Magazine Finances

Avec Simone, le Crédit Agricole dessine la banque de demain

Publié le 26 janvier 2012 par Patriceb @cestpasmonidee
Crédit Agricole Hier soir, 25 janvier, l'Alpha Agence du Crédit Agricole frémissait encore bien après son heure de fermeture habituelle. La raison de cette agitation ? Michel Goutorbe présentait officiellement, à quelques blogueurs (dont j'ai eu la chance de faire partie), Simone, une première mondiale qui fait entrer la banque dans le 21ème siècle.
L'initiative est très récente et tous les détails ne sont pas encore finalisés ni figés. Néanmoins, les grandes lignes en sont désormais connues. Tout d'abord, elle comporte 3 composantes complémentaires :
  • Un "SDK" ("kit de développement logiciel") offrant aux développeurs de logiciels un accès aux données bancaires des clients pour créer des applications originales, qui enrichiront la palette des fonctions proposées, par exemple, dans "Mon Budget".
  • Un AppStore spécifique, baptisé CAStore, dont le rôle sera d'exposer aux clients les applications conçues par les développeurs partenaires, mais aussi par les différentes entités et filiales du groupe.
  • Une coopérative de développeurs, dont le nom (provisoire ?) est Silicam, qui a l'ambition de répliquer pour l'écosystème digital français le modèle mutualiste qui fait le succès du Crédit Agricole depuis 1885.

Le projet, lancé effectivement en octobre dernier après obtention de l'accord des 39 Caisses Régionales du Crédit Agricole (qui sont donc toutes impliquées), avance à marche forcée, ce qui est déjà un exploit pour une organisation de cette dimension. Ainsi, depuis décembre, une version beta du SDK a été mise à la disposition d'une première sélection de développeurs, qui peuvent l'expérimenter et participer à sa mise au point.
Ce kit de développement offre pour l'instant un accès sécurisé aux comptes courants et de cartes des clients particuliers (informations générales, détail des opérations...) ainsi que quelques fonctions complémentaires (réserves de crédit, numéros d'urgence, géolocalisation des agences...). De nombreux ajouts sont déjà prévus dans de futures versions (couverture de la clientèle entreprises, extension de la durée d'historique d'opérations accessible...) mais, intelligemment, le Crédit Agricole n'attend pas d'atteindre la perfection pour ouvrir le service.
Après quelques semaines de test, plusieurs partenaires (parmi lesquels Tiki Move, Widmee, WMaker) ont confirmé leur intention de publier une dizaine d'applications pour le lancement officiel du CAStore, prévu au début du mois de mai.
Côté boutique justement, ce que propose la banque est essentiellement une vitrine, qui redirigera les clients vers les AppStores standards de leur plate-forme favorite. Dans un premier temps, seront prises en charge uniquement les applications web, pour iOS (iPhone et iPad) et pour Android, déclinées en deux catégories principales, selon qu'elles utilisent ou non le SDK mis à disposition des développeurs.

++++++++++++++++++++

Énoncé 1 ->
Reproduisez mot pour mot le passage de l'extrait sur Simone qui commence par « Après quelques semaines » et se termine par « disposition des développeurs. ».
L'extrait et les enregistrements n'ont aucun lien entre eux.

++++++++++++++++++++

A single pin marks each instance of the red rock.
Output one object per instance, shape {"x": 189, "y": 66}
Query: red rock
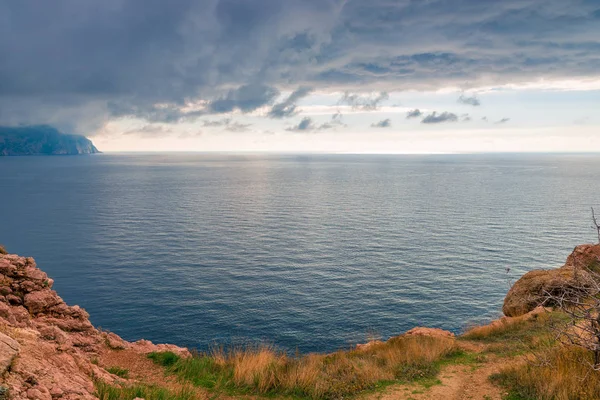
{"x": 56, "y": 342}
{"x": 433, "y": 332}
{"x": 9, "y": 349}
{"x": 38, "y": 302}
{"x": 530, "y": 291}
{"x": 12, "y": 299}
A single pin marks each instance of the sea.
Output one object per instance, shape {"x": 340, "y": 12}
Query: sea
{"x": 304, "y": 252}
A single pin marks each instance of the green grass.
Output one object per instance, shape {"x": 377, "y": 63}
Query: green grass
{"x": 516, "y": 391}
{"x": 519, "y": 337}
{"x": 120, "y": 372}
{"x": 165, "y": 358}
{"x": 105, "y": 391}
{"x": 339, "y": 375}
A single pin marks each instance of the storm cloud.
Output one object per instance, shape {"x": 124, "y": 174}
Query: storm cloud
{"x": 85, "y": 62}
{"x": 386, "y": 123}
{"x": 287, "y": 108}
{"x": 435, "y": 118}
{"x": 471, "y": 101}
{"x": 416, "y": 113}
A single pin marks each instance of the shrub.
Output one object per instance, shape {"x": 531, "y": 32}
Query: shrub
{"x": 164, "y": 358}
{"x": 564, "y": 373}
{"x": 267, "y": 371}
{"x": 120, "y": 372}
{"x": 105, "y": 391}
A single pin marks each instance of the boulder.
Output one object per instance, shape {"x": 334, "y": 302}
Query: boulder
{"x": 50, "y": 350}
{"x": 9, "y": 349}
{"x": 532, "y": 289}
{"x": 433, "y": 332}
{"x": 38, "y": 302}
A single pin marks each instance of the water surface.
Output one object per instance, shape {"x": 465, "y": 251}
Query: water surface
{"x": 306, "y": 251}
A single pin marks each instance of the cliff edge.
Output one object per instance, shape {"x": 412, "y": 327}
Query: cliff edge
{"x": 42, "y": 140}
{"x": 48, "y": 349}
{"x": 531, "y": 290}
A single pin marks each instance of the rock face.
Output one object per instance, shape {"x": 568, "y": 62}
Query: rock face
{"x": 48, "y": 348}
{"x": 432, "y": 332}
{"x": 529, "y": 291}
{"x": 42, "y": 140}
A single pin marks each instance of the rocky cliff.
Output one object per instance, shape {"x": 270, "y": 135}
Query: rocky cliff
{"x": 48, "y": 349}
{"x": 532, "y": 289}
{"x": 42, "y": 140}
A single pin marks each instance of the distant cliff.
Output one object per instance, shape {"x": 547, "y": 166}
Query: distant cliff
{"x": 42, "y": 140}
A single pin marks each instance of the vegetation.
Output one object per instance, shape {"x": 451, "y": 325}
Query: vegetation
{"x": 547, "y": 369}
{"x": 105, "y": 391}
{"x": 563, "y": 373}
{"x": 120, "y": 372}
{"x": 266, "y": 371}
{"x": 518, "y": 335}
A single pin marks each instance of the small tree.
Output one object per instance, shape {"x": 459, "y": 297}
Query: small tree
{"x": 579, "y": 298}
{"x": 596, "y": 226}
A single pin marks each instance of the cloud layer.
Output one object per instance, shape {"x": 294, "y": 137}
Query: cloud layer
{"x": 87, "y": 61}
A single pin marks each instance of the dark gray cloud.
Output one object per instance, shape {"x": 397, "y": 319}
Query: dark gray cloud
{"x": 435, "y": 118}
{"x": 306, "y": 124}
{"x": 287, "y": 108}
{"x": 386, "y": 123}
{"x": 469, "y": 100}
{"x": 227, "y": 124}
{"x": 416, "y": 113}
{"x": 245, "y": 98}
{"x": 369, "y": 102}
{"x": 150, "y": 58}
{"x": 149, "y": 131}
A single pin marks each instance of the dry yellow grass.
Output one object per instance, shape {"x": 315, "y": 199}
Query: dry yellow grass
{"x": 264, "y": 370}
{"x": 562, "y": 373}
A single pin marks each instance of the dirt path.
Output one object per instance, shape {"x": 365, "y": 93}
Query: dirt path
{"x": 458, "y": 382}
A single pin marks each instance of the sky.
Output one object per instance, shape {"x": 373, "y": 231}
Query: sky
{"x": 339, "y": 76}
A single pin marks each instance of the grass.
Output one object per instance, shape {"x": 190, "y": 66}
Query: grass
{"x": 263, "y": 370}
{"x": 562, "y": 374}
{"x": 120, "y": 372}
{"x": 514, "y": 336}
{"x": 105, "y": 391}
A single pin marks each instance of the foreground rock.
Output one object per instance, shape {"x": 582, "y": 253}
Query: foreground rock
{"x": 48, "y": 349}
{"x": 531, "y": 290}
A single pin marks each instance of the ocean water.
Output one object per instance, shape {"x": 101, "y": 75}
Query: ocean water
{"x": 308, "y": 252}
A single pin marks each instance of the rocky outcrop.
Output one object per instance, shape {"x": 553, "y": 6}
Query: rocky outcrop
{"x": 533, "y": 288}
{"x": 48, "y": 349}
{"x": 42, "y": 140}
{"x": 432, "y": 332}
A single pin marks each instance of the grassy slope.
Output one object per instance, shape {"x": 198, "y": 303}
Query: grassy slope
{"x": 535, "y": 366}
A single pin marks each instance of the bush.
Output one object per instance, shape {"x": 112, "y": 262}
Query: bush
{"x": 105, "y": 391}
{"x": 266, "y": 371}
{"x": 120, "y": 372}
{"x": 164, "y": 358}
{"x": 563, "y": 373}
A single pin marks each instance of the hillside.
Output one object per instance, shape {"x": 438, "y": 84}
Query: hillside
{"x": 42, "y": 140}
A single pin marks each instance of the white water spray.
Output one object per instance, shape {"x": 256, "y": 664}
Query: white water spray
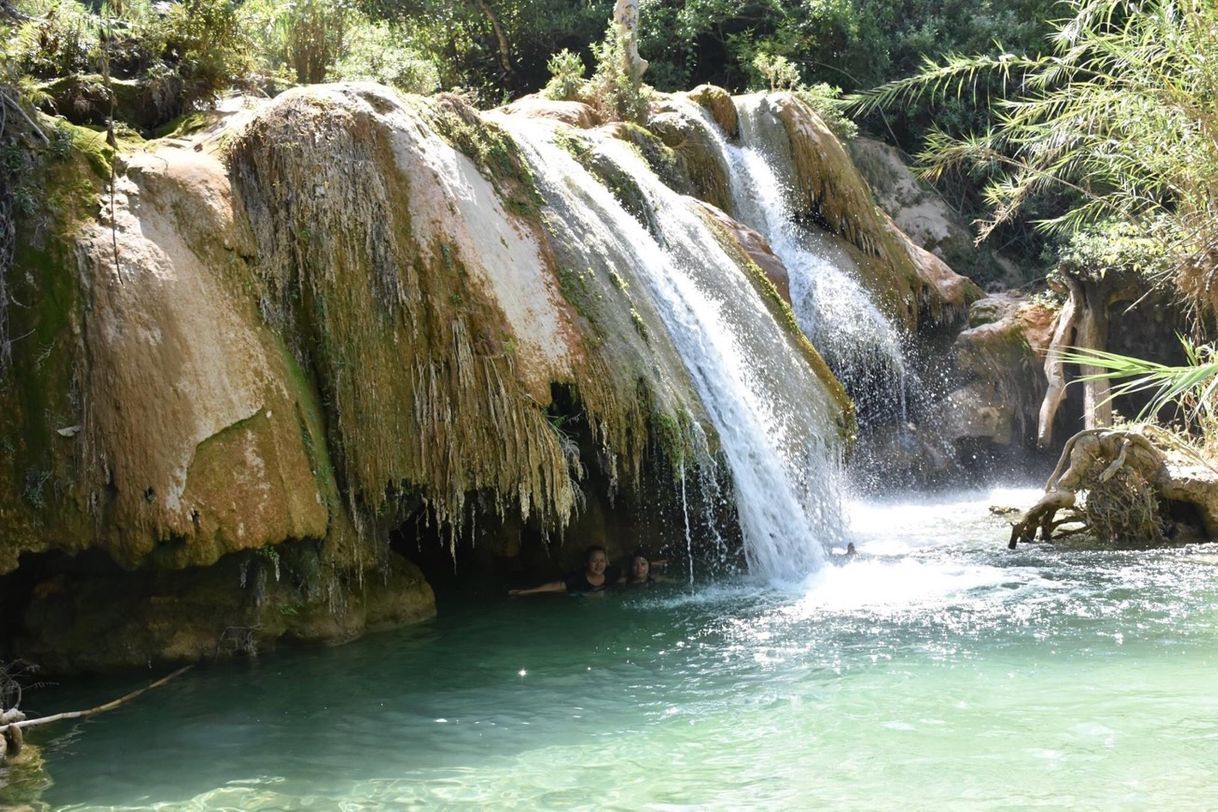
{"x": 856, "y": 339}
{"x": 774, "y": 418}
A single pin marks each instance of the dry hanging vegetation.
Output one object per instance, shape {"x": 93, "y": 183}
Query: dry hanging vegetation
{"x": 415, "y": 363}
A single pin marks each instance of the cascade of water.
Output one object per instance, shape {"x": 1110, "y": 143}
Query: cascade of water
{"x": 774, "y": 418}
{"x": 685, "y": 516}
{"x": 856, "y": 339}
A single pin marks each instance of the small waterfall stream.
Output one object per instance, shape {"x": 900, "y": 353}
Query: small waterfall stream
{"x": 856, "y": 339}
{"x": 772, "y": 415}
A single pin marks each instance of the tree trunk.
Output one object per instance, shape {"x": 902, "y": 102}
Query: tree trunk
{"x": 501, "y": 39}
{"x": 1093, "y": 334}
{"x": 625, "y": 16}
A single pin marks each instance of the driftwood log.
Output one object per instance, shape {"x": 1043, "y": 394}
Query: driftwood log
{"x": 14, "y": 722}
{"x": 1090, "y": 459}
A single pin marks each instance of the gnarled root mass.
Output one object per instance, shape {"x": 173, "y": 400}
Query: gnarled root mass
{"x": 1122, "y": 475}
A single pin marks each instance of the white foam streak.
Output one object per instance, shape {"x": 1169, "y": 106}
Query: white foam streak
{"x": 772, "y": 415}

++++++++++++++++++++

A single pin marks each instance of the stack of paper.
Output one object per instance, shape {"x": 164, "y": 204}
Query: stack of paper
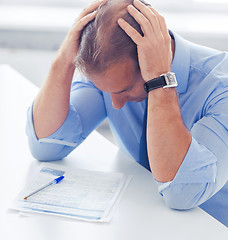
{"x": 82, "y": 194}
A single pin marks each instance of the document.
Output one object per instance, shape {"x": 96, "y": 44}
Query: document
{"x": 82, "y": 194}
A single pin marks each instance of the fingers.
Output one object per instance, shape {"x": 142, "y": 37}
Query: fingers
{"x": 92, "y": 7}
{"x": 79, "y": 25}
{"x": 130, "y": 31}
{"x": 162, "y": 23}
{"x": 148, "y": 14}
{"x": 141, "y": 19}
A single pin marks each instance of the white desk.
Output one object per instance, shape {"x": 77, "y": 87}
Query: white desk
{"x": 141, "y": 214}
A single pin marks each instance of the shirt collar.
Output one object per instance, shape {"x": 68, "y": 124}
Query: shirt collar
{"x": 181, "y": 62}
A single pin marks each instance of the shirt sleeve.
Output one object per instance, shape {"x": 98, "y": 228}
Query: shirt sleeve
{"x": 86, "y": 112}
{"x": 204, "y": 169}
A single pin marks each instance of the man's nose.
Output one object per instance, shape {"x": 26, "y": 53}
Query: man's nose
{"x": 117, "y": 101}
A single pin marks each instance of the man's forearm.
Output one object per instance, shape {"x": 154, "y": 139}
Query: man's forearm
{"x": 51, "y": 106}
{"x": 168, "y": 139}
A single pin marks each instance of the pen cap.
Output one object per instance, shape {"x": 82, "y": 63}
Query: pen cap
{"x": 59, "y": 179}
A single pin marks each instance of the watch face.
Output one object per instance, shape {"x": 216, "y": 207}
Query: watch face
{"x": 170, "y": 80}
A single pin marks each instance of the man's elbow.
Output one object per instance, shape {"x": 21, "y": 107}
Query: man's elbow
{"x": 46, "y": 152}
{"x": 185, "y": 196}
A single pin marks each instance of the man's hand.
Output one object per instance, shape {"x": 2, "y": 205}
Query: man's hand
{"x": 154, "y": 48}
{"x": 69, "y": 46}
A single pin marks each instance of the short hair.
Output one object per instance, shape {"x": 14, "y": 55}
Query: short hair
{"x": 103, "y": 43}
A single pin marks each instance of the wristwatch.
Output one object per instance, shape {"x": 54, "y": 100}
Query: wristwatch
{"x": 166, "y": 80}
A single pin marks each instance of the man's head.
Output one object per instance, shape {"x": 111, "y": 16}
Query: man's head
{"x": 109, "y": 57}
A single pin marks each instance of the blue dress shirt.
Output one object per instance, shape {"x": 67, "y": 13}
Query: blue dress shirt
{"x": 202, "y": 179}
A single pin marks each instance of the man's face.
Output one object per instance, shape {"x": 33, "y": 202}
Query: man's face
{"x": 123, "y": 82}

++++++++++++++++++++

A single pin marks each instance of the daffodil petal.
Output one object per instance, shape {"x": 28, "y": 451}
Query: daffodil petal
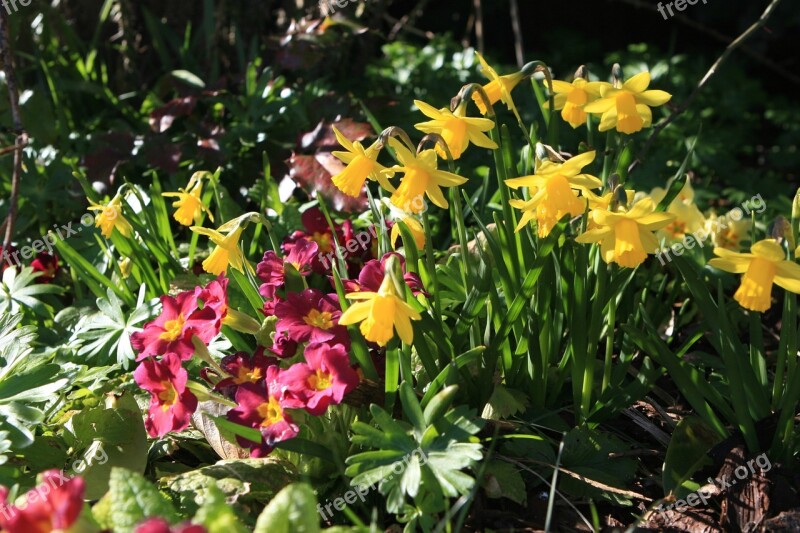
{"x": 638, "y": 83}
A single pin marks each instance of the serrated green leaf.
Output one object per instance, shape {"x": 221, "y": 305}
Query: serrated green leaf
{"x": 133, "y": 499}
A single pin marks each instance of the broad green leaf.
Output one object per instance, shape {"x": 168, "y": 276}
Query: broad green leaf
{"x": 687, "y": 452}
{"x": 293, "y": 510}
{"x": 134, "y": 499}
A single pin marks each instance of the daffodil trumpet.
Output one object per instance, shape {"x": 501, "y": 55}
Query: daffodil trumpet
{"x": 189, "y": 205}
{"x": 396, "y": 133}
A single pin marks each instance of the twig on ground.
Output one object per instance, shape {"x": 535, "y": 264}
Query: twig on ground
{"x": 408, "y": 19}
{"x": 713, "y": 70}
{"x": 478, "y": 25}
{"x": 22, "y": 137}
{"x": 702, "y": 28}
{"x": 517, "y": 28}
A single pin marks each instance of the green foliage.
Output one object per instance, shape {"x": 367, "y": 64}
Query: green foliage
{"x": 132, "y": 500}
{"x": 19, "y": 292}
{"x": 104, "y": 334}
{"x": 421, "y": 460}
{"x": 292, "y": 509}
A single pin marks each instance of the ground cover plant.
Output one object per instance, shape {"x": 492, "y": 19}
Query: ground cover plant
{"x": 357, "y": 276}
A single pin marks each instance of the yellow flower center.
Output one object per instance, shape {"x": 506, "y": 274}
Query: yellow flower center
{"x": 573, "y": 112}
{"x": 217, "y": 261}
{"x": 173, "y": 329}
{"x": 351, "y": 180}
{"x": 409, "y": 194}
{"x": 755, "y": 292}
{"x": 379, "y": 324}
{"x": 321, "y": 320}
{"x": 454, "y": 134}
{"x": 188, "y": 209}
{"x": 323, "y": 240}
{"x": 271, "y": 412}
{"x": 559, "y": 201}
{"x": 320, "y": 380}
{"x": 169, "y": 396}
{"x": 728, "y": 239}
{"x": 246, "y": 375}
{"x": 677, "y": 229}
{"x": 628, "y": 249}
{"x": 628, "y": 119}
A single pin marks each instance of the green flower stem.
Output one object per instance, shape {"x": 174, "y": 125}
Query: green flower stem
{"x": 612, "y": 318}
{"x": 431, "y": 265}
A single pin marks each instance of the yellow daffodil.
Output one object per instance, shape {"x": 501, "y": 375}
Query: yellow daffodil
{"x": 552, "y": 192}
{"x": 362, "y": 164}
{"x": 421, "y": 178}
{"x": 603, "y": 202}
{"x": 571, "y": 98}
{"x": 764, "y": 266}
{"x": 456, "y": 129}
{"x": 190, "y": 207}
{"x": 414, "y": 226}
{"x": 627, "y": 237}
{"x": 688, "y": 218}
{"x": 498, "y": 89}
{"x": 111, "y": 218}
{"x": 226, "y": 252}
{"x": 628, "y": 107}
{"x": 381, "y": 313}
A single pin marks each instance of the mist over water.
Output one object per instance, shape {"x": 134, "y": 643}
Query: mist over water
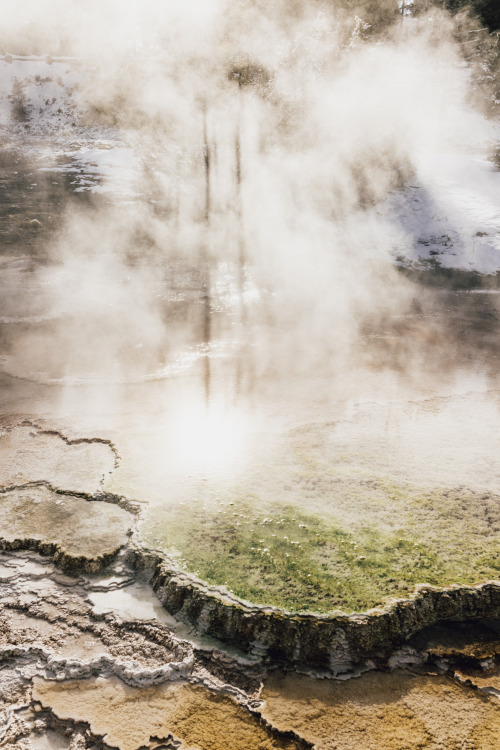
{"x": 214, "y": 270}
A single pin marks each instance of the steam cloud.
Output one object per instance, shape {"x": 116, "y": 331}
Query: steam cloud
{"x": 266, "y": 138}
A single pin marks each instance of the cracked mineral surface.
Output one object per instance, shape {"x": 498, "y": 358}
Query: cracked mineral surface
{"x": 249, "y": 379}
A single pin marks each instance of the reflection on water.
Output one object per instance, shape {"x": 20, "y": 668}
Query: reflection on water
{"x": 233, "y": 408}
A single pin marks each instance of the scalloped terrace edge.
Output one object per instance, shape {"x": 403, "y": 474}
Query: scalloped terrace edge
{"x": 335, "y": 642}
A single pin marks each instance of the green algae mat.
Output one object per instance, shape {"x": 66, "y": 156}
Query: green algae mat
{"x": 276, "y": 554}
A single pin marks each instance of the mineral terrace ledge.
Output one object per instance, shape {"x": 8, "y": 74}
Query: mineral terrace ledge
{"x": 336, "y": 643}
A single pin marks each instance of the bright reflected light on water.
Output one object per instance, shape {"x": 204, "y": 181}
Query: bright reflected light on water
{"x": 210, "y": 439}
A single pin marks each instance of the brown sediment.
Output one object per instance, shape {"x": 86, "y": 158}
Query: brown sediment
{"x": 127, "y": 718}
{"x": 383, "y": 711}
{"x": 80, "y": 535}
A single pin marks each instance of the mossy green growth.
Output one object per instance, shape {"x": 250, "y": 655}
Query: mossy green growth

++++++++++++++++++++

Énoncé 2 ->
Relevez chaque ligne des enregistrements contenant la chaîne « paper », en tenant compte de la casse.

Corrigé 1 ->
Après quelques semaines de test, plusieurs partenaires (parmi lesquels Tiki Move, Widmee, WMaker) ont confirmé leur intention de publier une dizaine d'applications pour le lancement officiel du CAStore, prévu au début du mois de mai.
Côté boutique justement, ce que propose la banque est essentiellement une vitrine, qui redirigera les clients vers les AppStores standards de leur plate-forme favorite. Dans un premier temps, seront prises en charge uniquement les applications web, pour iOS (iPhone et iPad) et pour Android, déclinées en deux catégories principales, selon qu'elles utilisent ou non le SDK mis à disposition des développeurs.

Corrigé 2 ->
A single pin marks each instance of the stack of paper.
Query: stack of paper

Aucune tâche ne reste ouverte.